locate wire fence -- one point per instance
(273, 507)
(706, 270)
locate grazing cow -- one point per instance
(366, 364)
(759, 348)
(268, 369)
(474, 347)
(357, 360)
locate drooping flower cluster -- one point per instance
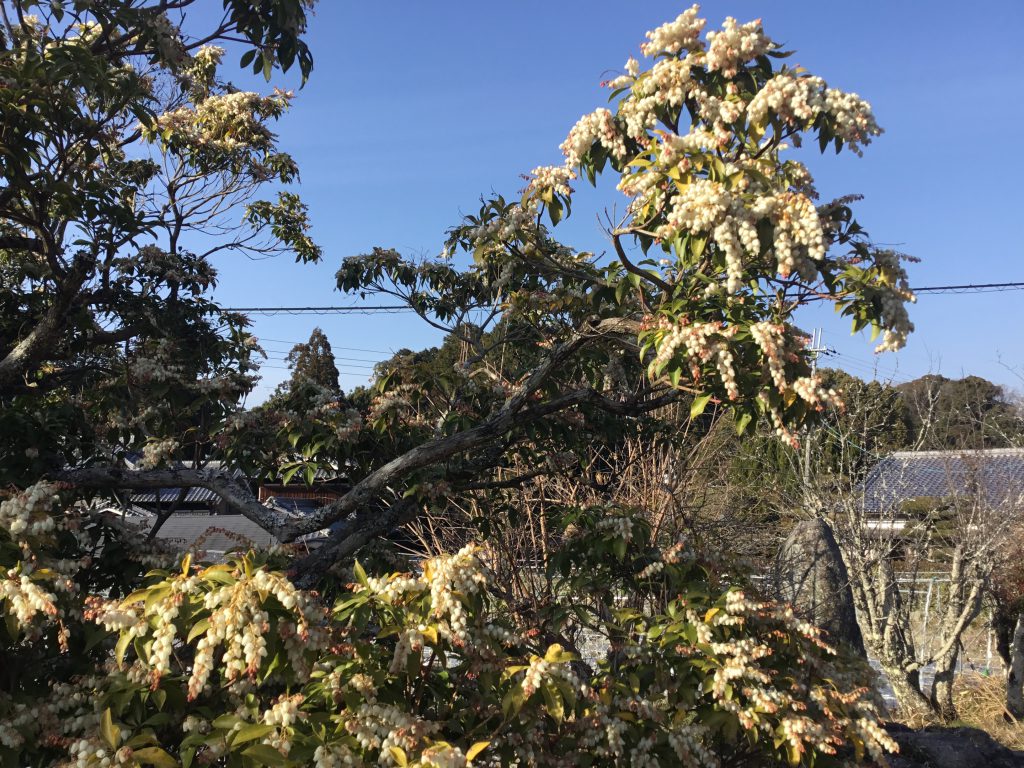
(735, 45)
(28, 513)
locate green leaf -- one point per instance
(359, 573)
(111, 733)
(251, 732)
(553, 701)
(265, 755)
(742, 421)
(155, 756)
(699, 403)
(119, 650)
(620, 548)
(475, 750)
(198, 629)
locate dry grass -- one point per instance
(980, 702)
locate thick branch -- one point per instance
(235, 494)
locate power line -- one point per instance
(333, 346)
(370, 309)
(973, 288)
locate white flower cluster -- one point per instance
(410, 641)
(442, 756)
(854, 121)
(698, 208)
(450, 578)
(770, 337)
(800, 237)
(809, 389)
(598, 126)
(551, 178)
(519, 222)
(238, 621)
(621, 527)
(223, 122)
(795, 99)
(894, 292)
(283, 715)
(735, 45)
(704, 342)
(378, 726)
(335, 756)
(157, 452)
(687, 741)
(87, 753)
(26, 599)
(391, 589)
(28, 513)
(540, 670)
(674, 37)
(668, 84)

☆ ☆ ☆ ☆ ☆ ☆ ☆

→ EXERCISE OBJECTIVE
Reproduce the material above verbatim from beginning to end, omitting the picture from your answer.

→ WRITTEN ANSWER
locate wire fence -- one point per instance
(273, 507)
(706, 270)
locate grazing cow -- one point per instance
(366, 364)
(759, 348)
(268, 369)
(474, 347)
(357, 360)
locate drooping flower cluster -- one point per instance
(735, 45)
(28, 513)
locate green leaf -- one point per instance
(359, 573)
(111, 733)
(251, 732)
(553, 701)
(265, 755)
(742, 421)
(155, 756)
(699, 403)
(119, 650)
(620, 548)
(475, 750)
(198, 629)
locate dry grass -- one point per instance
(980, 702)
locate thick branch -- one point per instance
(235, 494)
locate power line -- one point per instance
(333, 346)
(370, 309)
(973, 288)
locate white flower cluster -- one point per instance
(410, 641)
(442, 756)
(854, 121)
(698, 208)
(450, 578)
(770, 337)
(800, 237)
(809, 389)
(598, 126)
(551, 178)
(519, 222)
(238, 621)
(621, 527)
(223, 122)
(795, 99)
(894, 292)
(283, 715)
(735, 45)
(704, 342)
(378, 726)
(335, 756)
(157, 452)
(687, 741)
(87, 753)
(26, 599)
(391, 589)
(28, 513)
(540, 670)
(674, 37)
(668, 84)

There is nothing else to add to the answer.